◆ Extract
The purpose of this study is to examine the nature of socially distributed leadership in Denmark and the USA, specifically teacher and staff leadership practices distributed in schools.

Design/methodology/approach

This study used a confirmatory factor analysis and a second-order factor analysis to examine elementary USA and 0–9 Danish school educators’ responses to the Comprehensive Assessment of Leadership for Learning.

Findings

Findings from this analysis of leadership practice demonstrate (1) different approaches to teacher and staff leadership in Denmark and the USA; (2) the importance of a collaborative approach to developing and maintaining professional learning communities in schools in both contexts; and (3) different patterns of leadership practice that broadly reflect the local structure and approach to school leadership while responding to external policy demands.

Originality/value

Drawing on the globalization scholarship, which acknowledges the connection between global policy development and local spaces of implementation, this comparative international study allowed us to examine how policy ideas are parlayed into practice through the use of a shared assessment of leadership practice. The results of this study suggest that while the work of teacher and staff leadership is important and something that educators in Denmark and the USA are engaging in to advance the overall instructional mission of their schools, the approaches taken in each context are different and reflect a local-level negotiation between contextual cultural norms and policy expectations.

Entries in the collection
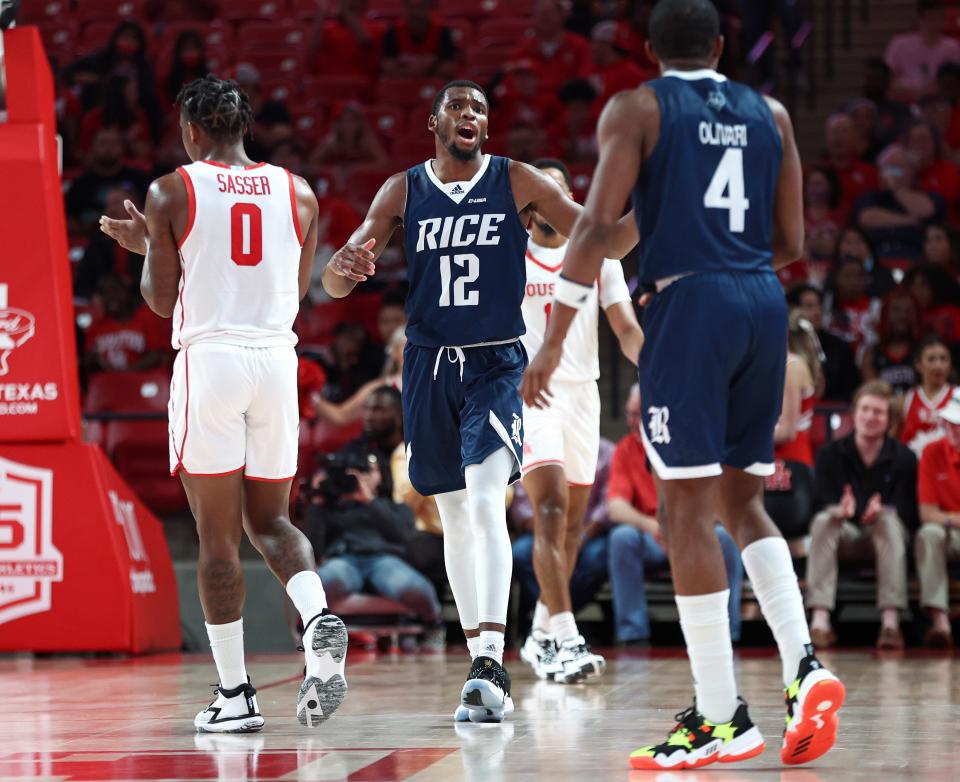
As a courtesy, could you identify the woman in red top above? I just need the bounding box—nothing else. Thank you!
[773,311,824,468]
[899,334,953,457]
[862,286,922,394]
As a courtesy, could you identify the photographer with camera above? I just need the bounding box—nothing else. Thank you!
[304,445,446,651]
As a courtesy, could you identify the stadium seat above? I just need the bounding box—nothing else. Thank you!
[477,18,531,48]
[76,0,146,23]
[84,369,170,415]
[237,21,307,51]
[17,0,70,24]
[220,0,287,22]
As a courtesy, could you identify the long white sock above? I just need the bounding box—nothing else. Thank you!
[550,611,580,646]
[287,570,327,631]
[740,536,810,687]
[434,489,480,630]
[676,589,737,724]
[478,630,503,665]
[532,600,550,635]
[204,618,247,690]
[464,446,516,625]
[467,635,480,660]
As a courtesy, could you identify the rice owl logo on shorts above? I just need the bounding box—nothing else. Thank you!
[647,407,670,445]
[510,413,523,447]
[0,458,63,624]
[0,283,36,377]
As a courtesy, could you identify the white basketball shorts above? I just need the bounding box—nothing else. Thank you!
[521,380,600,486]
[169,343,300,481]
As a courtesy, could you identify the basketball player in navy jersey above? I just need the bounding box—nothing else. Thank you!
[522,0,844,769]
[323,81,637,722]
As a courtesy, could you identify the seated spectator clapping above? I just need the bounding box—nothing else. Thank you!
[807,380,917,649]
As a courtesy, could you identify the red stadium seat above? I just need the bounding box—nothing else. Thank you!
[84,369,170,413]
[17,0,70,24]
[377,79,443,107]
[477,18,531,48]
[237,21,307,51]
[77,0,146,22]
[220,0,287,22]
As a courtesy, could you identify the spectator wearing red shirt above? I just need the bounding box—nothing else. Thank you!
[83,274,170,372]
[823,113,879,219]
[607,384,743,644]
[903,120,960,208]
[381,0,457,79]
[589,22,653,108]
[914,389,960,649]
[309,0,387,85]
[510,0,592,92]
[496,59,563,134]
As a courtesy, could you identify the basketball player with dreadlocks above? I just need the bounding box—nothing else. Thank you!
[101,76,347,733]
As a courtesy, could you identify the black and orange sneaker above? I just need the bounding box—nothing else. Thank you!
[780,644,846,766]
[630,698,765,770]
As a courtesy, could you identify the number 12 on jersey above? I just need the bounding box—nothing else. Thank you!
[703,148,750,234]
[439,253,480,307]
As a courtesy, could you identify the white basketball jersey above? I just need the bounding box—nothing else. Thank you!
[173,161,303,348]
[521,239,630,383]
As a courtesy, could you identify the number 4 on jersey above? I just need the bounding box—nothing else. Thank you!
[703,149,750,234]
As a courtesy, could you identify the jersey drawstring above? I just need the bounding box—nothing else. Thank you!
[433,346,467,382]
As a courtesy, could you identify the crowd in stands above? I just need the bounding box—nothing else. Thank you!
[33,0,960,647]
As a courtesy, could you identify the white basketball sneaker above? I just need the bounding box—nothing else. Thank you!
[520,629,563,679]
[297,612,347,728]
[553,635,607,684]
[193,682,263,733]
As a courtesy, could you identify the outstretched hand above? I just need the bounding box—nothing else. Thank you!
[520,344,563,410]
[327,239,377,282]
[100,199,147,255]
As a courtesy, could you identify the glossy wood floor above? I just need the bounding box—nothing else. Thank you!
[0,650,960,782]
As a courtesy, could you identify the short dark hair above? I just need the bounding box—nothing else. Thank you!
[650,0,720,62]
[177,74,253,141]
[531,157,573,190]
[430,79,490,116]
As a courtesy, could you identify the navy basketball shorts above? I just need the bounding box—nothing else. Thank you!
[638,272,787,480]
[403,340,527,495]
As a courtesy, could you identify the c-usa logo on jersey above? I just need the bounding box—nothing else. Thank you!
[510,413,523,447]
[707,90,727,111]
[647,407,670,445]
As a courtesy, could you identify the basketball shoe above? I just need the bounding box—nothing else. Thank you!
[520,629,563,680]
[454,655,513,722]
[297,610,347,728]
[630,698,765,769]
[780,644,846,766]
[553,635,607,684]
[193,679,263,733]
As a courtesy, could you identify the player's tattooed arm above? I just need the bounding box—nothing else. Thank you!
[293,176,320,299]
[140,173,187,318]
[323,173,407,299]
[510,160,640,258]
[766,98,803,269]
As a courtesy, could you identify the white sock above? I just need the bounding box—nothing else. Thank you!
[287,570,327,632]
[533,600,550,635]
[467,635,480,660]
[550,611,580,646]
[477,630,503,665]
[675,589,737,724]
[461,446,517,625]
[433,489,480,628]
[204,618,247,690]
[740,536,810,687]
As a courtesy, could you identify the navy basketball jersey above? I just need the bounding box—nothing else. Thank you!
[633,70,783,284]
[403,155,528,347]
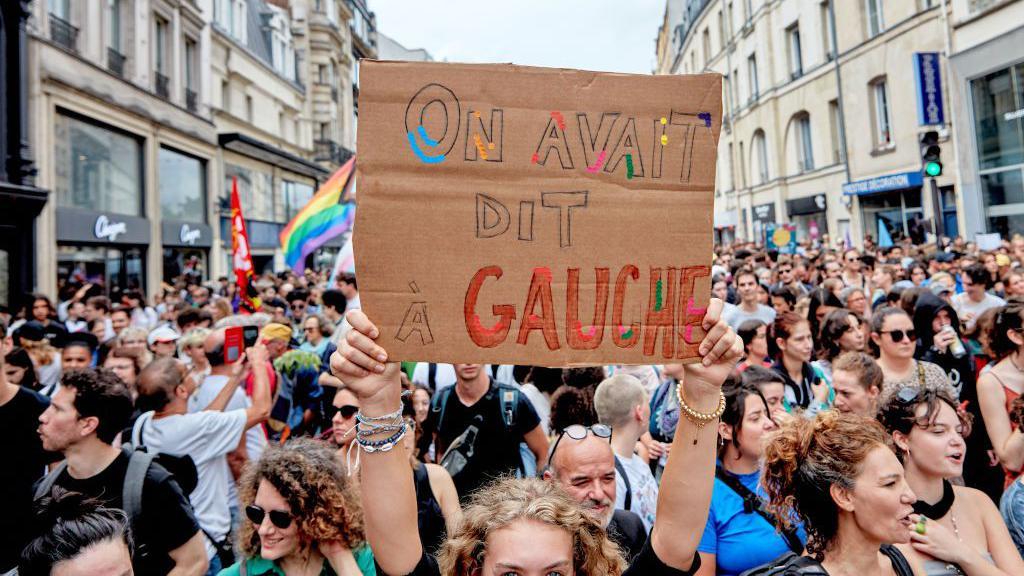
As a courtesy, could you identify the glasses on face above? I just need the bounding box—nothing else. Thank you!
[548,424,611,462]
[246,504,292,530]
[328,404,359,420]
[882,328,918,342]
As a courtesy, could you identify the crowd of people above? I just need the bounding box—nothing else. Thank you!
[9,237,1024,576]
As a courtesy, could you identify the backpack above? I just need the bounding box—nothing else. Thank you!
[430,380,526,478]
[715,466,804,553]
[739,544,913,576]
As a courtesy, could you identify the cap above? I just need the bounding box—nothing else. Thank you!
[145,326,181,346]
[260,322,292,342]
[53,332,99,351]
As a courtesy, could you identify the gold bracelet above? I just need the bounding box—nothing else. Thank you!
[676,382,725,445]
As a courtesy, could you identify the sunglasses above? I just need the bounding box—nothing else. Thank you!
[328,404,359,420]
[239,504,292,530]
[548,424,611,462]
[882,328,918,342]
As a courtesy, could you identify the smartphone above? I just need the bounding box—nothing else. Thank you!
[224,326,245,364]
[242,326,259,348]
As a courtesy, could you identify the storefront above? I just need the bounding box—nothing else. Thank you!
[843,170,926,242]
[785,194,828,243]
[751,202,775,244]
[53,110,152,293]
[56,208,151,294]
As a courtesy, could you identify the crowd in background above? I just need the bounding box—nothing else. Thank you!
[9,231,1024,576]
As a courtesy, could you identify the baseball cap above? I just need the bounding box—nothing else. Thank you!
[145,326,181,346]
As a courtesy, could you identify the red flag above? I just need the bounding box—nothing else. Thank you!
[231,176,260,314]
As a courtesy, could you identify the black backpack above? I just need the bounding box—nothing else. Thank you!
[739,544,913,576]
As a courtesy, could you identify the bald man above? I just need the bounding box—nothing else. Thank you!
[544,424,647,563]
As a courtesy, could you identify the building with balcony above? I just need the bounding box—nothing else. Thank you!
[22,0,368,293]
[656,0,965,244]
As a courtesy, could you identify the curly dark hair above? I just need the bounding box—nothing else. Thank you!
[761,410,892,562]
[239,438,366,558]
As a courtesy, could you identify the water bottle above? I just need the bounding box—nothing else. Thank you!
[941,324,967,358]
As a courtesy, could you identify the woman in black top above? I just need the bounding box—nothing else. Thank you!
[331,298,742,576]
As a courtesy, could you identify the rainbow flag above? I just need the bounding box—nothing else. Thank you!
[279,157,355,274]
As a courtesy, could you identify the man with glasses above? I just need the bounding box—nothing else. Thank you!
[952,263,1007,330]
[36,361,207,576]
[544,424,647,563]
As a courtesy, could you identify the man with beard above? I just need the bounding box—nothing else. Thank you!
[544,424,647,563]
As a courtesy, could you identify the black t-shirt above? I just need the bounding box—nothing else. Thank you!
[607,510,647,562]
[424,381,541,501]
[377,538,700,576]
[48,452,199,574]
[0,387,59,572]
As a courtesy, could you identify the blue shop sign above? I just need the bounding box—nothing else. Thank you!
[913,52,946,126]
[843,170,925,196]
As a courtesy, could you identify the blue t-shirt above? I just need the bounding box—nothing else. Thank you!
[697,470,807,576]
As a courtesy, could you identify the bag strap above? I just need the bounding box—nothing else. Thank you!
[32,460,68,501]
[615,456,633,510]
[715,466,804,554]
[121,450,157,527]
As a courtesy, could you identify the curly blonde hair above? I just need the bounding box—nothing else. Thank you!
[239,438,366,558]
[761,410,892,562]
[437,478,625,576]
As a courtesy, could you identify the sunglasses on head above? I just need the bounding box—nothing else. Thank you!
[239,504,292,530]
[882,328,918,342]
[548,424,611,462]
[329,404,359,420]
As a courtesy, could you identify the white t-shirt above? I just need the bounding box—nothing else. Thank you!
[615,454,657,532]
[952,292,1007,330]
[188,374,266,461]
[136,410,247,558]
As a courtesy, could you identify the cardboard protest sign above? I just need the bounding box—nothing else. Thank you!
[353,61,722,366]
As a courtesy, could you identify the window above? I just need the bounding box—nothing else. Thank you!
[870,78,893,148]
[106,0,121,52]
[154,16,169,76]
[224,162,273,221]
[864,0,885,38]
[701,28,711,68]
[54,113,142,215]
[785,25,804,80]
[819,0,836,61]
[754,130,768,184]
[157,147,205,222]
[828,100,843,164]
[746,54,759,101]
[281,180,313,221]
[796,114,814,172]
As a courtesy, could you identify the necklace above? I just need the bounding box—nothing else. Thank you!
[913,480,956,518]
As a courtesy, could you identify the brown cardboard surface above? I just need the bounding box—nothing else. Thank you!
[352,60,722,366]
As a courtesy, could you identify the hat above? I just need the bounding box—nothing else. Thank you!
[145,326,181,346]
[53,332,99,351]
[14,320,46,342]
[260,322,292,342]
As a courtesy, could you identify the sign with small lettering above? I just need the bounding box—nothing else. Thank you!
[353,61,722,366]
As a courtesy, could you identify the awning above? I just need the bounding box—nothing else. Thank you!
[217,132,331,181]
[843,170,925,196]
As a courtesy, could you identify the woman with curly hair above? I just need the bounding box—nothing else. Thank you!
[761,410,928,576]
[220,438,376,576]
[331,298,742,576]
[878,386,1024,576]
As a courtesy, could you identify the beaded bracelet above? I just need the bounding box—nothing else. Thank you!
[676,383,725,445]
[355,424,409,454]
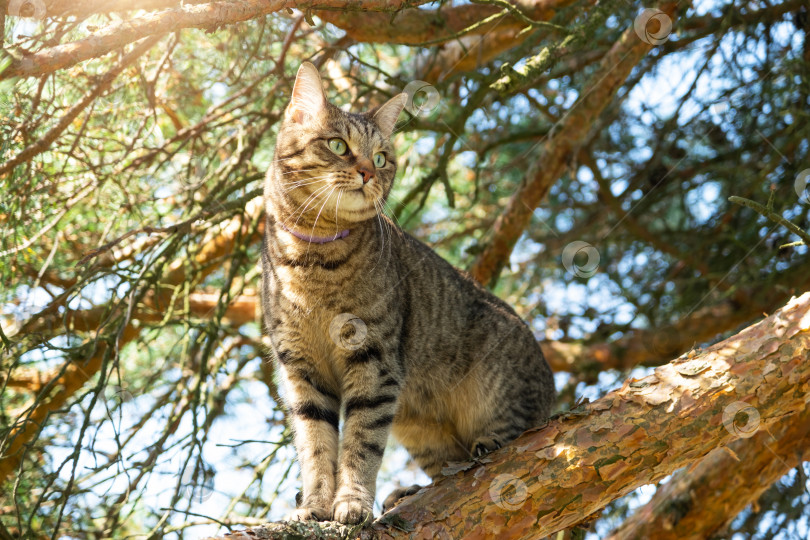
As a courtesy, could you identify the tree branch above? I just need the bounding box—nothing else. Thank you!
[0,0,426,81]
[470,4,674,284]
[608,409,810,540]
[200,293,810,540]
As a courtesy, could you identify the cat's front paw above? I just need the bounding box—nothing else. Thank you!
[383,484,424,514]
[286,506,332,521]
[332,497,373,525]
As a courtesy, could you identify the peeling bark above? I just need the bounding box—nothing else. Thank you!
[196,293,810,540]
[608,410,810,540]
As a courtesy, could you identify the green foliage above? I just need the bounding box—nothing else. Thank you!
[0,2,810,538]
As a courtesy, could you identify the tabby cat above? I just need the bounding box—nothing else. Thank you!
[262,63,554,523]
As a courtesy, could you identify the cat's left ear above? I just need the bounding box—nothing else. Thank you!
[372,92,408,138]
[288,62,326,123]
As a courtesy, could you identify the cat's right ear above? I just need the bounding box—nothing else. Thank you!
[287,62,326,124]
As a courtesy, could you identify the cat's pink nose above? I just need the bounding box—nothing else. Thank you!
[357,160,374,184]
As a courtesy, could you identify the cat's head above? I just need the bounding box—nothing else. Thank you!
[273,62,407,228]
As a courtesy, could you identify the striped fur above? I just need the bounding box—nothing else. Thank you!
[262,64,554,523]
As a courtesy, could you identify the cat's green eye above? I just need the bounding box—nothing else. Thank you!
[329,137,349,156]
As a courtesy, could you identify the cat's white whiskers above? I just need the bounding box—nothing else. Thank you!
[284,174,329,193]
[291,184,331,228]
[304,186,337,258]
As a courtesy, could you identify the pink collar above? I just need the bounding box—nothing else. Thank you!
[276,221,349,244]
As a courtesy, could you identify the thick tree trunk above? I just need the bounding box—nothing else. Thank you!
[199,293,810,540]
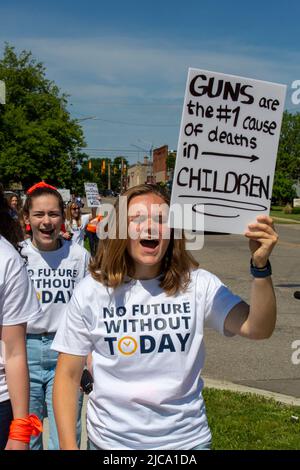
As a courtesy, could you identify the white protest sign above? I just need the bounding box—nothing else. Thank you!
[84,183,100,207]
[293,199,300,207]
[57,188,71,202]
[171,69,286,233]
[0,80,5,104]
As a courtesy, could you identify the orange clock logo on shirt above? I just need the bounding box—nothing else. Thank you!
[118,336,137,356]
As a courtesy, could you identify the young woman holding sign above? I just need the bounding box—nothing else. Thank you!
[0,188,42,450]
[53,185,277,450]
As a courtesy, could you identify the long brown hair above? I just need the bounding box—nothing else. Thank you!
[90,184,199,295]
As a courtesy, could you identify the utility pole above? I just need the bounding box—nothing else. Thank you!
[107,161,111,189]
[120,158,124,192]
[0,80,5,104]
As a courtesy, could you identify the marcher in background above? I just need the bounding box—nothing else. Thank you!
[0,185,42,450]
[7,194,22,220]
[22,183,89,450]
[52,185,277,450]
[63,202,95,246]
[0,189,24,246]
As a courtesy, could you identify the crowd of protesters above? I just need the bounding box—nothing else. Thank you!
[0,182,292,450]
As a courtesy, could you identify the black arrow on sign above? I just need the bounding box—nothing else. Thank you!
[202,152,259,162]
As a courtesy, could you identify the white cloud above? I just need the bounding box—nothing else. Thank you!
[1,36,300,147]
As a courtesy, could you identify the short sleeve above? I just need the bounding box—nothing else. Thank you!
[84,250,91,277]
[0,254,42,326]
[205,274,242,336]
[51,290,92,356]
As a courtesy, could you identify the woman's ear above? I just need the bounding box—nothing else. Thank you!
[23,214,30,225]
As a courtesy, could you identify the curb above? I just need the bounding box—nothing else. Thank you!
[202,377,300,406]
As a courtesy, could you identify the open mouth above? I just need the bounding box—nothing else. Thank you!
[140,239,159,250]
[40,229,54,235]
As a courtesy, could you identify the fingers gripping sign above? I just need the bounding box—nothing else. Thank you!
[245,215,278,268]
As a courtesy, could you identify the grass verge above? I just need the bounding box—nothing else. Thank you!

◆ What this exercise asks
1 – According to the abstract, which assessment did the educators in Denmark and the USA respond to?
2 – Rewrite the entries from the line containing "As a courtesy, could you identify the basketball player with" up to and including the line containing "[0,650,960,782]", requests included. Offset every bounding-box coordinate in the answers by adding -90 to it.

◆ Answers to each task
1 – They responded to the Comprehensive Assessment of Leadership for Learning.

2 –
As a courtesy, could you identify the basketball player with dreadlocks above? I just need the bounding box—nothing else. Thank you!
[11,-14,257,643]
As a courtesy, could you identify the black and orange sneaker above? I just need the bounding box—nothing else. Thank you!
[690,554,756,676]
[540,608,675,680]
As a courtesy, could you identify the number 12 on jersey above? I just need the bounding box—nothing else. Thank you!
[613,58,660,144]
[349,163,390,217]
As a courtesy, could you identify the white basketball jersey above? I just need the bounding box—nothing else. Thank you!
[83,71,213,258]
[431,149,540,293]
As a courtesy, could you identify the number 4 on jersey above? I just need the bounding box—nothing else. Thank you!
[613,59,660,144]
As a courtesy, could you identify the jersey drawstring above? I just need the bounding box—nothing else. Thank you!
[343,256,377,292]
As a courtesy, could you identify the crowd in stands above? I just need the bounding box—nothing else. Thank you!
[-57,-90,870,557]
As a courtesy, could you identify the white basketball sneaker above? I just need the bounding box—nothing else. Thank you!
[430,539,473,589]
[207,522,257,638]
[463,545,517,594]
[103,592,173,643]
As a courtesy, could you identify the outstretched hand above? I just need the bounding box—nothing else. Thank you!
[430,254,473,320]
[237,149,287,192]
[10,109,57,165]
As a courtesy, could you identify the glossy wood floor above? I just need the bounding box—nothing else. Thank you!
[-90,560,870,692]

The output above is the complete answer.